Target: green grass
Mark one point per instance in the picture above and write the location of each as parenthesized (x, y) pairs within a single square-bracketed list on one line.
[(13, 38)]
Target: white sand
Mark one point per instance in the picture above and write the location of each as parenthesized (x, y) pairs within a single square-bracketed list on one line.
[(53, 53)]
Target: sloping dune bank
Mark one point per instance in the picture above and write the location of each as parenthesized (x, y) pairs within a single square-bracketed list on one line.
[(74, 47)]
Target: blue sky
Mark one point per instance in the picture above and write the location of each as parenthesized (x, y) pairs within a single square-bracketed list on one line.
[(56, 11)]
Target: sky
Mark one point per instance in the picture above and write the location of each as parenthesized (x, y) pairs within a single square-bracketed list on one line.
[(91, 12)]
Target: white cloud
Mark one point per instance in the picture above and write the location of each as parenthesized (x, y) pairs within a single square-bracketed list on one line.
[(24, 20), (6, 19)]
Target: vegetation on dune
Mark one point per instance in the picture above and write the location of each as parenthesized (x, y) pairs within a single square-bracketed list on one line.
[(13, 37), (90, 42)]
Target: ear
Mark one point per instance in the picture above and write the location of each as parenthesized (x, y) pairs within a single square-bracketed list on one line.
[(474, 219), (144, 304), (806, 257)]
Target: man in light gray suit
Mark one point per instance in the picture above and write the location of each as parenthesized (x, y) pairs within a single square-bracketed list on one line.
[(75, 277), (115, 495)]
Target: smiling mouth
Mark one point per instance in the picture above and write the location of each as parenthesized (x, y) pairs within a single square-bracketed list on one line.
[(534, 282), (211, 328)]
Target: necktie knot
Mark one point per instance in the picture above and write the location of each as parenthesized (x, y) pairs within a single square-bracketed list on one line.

WHAT IS EXPECTED >>
Write out every row above again, word for word and in the same order, with no changes.

TASK ANSWER >>
Target: green grass
Mark one point per instance in the picture above and write the location of each as parenthesized (x, y) pairs within a single square-bracketed list on one line.
[(13, 38)]
Target: white sand
Mark one point per instance in the picture above and write the location of each as parenthesized (x, y) pairs within a single square-bracketed list on one line.
[(53, 53)]
Target: sloping dune bank
Mark one point per instance in the picture above and write the location of each as parenthesized (x, y) pairs within a single square-bracketed list on one line.
[(74, 47)]
Target: blue sky
Mark one point per instance in the picture above and write the location of each as parenthesized (x, y) pairs within a single square-bracketed list on one line.
[(56, 11)]
Target: sky
Mark one point per instance in the picture above and write the location of each as parenthesized (x, y) pairs within a single square-bracketed list on one line.
[(91, 12)]
Target: white cloud
Mark one point per instance in the picture above and write the location of each as parenthesized (x, y) pairs within a single square-bracketed list on one line.
[(24, 20), (6, 19)]
Target: vegetation on dune
Mark one point per instance in the picture above and write the location of each as parenthesized (x, y) pairs within a single square-bracketed list on one line.
[(13, 37), (90, 42)]
Target: ear
Mark one point per instance in the picture above and write the location of each as parenthesized (x, y) pairs within a single square-bracketed list on one line.
[(474, 219), (144, 304), (806, 257)]
Target: man in light gray suit
Mark one point per instance in the picture above and write the location of each as parenthesized (x, y) pairs within a single square-bracketed list on one line.
[(75, 277), (115, 495)]
Target: smiling mouth
Mark one point per instance in the picture above and write the location of each as parenthesized (x, y) pairs within a single square-bracketed list on one line.
[(534, 282), (211, 328)]
Target: necktie knot
Mark one point per instance in the picture above and write the location of each as parenthesized (x, y) pairs within a single square-bracketed list on one line.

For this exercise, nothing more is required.